Repeat the following lines exactly and nothing else: the line containing "Guideline: for every instance of the corrugated" and each line after it through the end of the listing.

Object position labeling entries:
--------------------------------------------------
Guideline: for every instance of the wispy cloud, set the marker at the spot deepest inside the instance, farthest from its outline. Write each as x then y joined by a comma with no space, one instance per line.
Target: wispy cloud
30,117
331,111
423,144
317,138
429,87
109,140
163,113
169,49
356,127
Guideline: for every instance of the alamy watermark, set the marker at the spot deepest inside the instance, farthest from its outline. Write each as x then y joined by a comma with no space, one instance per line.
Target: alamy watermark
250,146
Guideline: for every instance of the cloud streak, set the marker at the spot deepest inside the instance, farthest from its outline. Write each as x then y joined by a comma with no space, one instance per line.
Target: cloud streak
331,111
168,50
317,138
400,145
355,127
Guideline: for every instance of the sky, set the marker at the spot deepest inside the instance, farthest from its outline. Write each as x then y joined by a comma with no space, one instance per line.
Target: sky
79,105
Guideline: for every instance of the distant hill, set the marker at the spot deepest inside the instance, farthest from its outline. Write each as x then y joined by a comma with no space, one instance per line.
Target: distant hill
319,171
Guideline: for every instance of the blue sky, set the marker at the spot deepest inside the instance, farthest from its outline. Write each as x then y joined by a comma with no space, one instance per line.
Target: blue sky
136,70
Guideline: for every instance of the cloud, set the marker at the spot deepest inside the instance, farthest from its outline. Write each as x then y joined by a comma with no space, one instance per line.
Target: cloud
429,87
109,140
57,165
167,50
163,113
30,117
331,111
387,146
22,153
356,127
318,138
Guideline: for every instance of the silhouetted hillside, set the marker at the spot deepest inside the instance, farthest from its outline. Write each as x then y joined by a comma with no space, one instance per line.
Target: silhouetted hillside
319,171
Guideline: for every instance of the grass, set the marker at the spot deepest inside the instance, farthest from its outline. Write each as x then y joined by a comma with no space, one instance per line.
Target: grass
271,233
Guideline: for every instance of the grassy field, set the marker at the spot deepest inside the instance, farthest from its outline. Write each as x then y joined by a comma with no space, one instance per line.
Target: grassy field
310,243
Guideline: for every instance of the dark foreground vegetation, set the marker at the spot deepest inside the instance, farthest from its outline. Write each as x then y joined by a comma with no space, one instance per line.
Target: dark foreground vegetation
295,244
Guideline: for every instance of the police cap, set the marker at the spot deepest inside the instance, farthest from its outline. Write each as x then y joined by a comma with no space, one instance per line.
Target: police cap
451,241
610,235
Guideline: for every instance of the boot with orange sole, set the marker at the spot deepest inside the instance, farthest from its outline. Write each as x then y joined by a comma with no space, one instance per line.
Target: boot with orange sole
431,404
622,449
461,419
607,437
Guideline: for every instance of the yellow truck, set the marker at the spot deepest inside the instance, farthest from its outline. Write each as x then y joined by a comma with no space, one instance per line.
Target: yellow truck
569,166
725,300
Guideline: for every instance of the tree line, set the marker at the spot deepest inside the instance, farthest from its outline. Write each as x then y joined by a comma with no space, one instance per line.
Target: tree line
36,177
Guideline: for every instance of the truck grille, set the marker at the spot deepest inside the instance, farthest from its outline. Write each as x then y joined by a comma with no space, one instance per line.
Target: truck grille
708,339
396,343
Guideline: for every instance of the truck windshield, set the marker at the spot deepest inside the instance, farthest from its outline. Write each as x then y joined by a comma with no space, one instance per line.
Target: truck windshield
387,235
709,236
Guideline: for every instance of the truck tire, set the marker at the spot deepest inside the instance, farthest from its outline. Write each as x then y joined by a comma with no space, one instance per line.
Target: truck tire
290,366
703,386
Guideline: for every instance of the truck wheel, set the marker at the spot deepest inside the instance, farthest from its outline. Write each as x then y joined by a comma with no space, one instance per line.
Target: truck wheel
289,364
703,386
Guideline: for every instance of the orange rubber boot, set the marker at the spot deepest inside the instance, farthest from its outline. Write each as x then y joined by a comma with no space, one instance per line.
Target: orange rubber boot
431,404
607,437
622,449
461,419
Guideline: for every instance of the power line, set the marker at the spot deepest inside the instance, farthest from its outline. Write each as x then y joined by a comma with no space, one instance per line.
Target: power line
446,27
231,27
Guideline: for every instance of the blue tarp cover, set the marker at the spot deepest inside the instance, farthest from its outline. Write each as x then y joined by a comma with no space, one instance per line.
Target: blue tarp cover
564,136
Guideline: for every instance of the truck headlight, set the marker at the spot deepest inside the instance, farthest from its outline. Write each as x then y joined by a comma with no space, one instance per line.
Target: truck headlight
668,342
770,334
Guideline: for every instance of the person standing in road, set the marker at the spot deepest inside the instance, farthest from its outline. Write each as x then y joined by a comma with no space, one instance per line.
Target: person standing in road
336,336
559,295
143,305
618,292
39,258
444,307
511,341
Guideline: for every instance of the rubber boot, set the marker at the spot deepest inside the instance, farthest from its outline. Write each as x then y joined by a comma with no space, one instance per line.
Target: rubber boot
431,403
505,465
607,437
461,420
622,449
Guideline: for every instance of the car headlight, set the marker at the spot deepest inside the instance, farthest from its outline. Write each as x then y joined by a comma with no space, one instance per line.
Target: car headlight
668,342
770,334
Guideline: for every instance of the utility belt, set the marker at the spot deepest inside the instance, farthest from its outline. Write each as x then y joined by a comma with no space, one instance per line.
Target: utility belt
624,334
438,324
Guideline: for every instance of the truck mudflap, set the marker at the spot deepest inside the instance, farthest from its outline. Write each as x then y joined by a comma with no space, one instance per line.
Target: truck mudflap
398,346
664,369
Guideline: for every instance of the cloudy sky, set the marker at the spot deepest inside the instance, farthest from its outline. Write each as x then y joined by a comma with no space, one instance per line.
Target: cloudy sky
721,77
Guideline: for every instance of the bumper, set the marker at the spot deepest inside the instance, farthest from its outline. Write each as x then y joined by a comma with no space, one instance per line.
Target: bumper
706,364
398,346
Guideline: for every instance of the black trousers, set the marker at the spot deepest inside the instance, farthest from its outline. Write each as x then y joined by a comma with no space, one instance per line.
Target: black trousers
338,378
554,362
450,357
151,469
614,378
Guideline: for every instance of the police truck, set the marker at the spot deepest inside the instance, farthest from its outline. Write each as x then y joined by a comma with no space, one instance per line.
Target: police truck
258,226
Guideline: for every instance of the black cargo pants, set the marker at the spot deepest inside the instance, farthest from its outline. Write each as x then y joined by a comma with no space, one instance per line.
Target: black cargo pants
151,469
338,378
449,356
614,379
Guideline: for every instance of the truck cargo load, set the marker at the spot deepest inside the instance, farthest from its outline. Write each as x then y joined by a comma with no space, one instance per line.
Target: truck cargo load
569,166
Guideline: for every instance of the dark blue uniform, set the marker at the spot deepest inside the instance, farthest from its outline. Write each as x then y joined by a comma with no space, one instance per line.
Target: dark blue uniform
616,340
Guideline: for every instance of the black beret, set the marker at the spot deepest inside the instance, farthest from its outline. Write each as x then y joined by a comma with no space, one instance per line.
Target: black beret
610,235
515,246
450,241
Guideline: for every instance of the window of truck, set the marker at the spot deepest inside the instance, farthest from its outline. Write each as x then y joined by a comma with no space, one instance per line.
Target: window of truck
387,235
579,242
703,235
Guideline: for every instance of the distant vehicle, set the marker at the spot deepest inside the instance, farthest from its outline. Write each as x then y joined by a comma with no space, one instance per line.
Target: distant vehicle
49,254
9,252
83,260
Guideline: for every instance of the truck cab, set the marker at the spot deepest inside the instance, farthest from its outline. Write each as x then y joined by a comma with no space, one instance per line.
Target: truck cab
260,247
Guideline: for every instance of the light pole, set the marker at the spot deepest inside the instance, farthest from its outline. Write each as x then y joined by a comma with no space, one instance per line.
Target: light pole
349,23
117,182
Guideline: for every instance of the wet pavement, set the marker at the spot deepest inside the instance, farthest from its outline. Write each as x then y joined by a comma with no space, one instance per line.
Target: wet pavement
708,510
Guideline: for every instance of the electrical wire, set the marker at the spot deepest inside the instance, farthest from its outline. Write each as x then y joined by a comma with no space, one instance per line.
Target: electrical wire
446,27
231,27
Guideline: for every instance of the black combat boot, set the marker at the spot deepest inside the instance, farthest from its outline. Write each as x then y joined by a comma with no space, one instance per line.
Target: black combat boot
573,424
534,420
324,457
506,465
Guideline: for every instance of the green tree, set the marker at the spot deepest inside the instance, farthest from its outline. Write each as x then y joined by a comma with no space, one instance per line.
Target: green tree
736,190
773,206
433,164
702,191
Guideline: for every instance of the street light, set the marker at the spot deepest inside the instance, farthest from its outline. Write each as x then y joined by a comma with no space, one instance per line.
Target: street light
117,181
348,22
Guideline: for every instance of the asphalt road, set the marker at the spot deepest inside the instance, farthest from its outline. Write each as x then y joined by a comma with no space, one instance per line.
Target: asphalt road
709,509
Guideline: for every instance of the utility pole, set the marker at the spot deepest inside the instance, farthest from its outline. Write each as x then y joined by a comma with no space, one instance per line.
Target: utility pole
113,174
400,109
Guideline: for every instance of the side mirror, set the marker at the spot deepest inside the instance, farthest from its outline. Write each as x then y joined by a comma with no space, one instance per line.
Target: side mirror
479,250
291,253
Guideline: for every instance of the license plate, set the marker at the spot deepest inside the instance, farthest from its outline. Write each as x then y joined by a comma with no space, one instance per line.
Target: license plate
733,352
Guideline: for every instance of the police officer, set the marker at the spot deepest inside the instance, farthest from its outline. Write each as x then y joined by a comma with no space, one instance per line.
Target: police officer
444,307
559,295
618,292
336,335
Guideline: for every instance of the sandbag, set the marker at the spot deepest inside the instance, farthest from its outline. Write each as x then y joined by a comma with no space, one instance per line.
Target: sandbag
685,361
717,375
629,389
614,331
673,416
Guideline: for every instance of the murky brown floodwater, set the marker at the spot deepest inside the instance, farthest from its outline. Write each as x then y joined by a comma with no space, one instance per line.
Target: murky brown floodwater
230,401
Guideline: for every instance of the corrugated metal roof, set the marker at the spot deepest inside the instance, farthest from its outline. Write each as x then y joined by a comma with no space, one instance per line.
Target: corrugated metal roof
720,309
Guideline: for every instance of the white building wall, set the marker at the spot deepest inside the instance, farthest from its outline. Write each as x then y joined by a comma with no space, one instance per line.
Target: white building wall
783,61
--------------------------------------------------
§ **THE OUTPUT**
Guideline: for every instance of the corrugated metal roof, set the marker at the spot deepest inside the instance, farthest from its outline. Write each as x then y joined by a comma with no space, one instance per line.
Target: corrugated metal roof
720,309
Guideline: for every instance of the white building wall, set the marker at the spot deepest inside the instance, farthest from its outline. Write each as x then y joined by a comma with no space, one instance per line.
Target: white building wall
783,61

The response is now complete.